■ YOUR INSTRUCTIONS: Please reproduce the items below word for word, leaving out the pictures.

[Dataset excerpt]
[Begin]

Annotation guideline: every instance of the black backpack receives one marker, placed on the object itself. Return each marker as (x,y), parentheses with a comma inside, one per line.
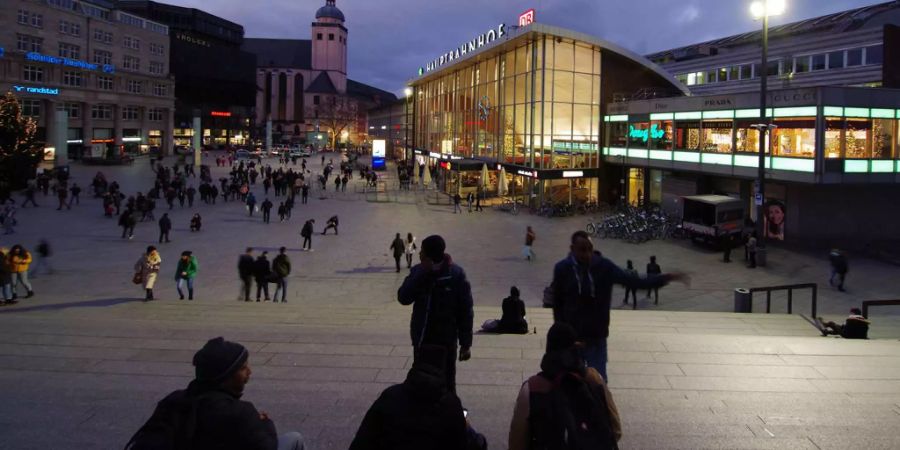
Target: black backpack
(573,415)
(171,427)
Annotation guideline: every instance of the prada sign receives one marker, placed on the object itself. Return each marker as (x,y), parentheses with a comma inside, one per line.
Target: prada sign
(466,48)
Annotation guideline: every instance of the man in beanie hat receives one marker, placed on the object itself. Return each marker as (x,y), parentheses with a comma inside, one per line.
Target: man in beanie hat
(210,414)
(420,413)
(442,305)
(534,423)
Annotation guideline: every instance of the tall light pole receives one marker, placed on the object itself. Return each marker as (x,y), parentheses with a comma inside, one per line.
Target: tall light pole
(762,9)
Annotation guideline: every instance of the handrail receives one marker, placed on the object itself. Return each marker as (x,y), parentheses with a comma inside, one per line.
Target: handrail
(868,303)
(790,288)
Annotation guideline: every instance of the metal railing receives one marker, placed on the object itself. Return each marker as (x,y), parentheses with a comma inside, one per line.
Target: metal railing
(790,288)
(868,303)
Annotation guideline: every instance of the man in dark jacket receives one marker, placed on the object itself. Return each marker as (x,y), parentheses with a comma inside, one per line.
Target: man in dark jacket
(442,305)
(420,413)
(223,420)
(165,225)
(582,287)
(261,272)
(245,271)
(281,267)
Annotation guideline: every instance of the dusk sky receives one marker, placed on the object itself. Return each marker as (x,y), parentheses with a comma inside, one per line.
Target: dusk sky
(390,39)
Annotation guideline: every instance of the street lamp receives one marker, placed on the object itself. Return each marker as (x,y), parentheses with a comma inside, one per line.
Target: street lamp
(763,9)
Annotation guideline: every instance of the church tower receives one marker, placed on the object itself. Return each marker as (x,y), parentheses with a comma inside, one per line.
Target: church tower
(329,45)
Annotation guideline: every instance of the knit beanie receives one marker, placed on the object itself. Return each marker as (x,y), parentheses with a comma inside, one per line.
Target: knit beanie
(219,359)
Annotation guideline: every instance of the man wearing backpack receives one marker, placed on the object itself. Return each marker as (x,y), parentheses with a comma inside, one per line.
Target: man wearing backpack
(565,406)
(210,414)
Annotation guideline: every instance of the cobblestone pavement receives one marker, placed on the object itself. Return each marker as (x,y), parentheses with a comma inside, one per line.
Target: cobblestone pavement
(84,361)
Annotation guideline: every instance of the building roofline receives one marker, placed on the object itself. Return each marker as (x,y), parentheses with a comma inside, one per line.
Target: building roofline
(539,28)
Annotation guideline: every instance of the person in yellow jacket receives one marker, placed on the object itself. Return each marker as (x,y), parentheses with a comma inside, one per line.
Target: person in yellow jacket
(18,261)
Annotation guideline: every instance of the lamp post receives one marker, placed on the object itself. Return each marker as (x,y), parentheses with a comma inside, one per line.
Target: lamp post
(762,9)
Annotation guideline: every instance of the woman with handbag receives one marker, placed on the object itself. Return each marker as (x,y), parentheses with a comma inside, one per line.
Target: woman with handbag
(146,269)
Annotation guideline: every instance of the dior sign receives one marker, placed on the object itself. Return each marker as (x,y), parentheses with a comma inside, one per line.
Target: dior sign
(466,48)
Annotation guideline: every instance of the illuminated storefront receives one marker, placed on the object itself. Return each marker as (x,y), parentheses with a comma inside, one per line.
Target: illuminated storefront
(528,101)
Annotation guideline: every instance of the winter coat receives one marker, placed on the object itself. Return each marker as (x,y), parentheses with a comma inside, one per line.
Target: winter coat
(421,413)
(224,421)
(189,267)
(19,263)
(585,305)
(442,297)
(281,265)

[End]

■ WORKED ANSWER:
Annotation guideline: every instance of the black backpack receives one marker, placed on the object itself. Return each marker as (x,y), parentheses with a comma inside, one per line.
Target: black backpack
(573,415)
(171,427)
Annotation guideline: every instance of the prada sign receives one marker, placed on the object itself. Return each marker as (x,y), parentheses with a comma inside, one per line.
Target: prada sign
(466,48)
Annotation guideline: every instance of the man in beanie hat receives one marker, placed on the object itself. Return each marker as (x,y), parentheses with a comma inside, one per line.
Target: man in beanie hat
(210,414)
(420,413)
(442,305)
(534,423)
Annotation guideline: every instance of the tall light pole receives one marker, placed on the object itself. Return each marker as (x,y), parentheses with a comma inside, one per line.
Target: tall light pole
(762,9)
Annotation guideline: every instance of the handrail receives one marker, placed on the object itself. Return each marker as (x,y), parentheses with a comma inside, one per line.
Target: handrail
(868,303)
(790,288)
Annotation guideline: every instance of the metal railing receives one marker, placed on the object itself. Return each marker as (x,y), parentheses with a comma inside, one per line.
Target: metal railing
(790,288)
(868,303)
Annotation guideline: every instance of the man in dark jacket receives one marker, placed on the object itself. Return each marker as (x,y), parentheses with a comma inside, one per line.
Target: man in dark jacket
(442,305)
(420,413)
(223,420)
(165,225)
(582,287)
(261,272)
(245,271)
(281,267)
Annotation guideline: every instance of the dusk sky receives one marker, placed on the object itself. Return each marker as (x,y), parentheses with a comma inside, one per line.
Target: dusk sky
(390,39)
Annotation guideline: every instance of the street lamp receives one marker, placed on the object itself. Return each marker as (x,y), parentheses with a comma inside, one per line.
Target: street lamp
(763,9)
Annotation guideline: every instance of the church tower receives one marker, placed on the object itself. Return each marker as (x,y), parentheses with a comma inside, one per line.
Target: church tower
(329,45)
Annotation guideline: every instance of the knit beanie receives one marker, placed on the object itself. Return each marker as (x,y), parentheses with a comma inside, one per line.
Target: knit beanie
(219,359)
Annotation guideline: every instance of the man wearing backpack receives one marker, placed on the object itself. Return each marker as (x,y), parentheses with a comma inside, one per line.
Target: man wearing backpack
(565,406)
(210,414)
Annotation guideline: every instance of the cobblestone pavement receives one marker, placed on the object itself. Return each marker as (x,y), parentheses with a comma inside, one per line.
Target: cobblestone pavement
(84,361)
Annotation guideline: every instance of the building roofline receives one marker, placed on the object itself. Return each marker as (x,y), parentheses with a comma inside, one per line.
Target: building roofline
(539,28)
Annotation guideline: every instance of the person in yellow jacket receives one marker, placed on the object itself. Return each marker as (x,y), parentheses with a comma inside, one per line.
Target: person in yellow jacket
(18,261)
Annotation guideline: every instance of the lamp post receives one marker, placed on the object itself. Return each marker as (x,y), parentheses with a comma inside, one per line.
Target: lamp post
(762,9)
Annotation guideline: every instance of the woman with handbag receives one marker, placed on the object itself. Return each marker as (x,y), parentheses with a comma inside, one per line.
Target: woman with handbag
(146,269)
Annotation guideline: every instance of the dior sign receives one marker, placed on the object itself. Return each marker as (x,y), parentheses with a comma inside, one per line.
Target: dior sign
(466,48)
Annotation guideline: every instance of the illuminated storefront receives one marker, placed on the object itself. Return each marker as (x,y), parentheses with a comma inside, one per line.
Target: illuminated storefront
(528,101)
Annotation guideline: every instance of the winter coat receives one marker, placed on the object itself. Return each marker as (x,y), parentheses with a comma inside, one per line.
Target: winter coat
(421,413)
(224,421)
(189,267)
(19,263)
(585,305)
(442,297)
(281,265)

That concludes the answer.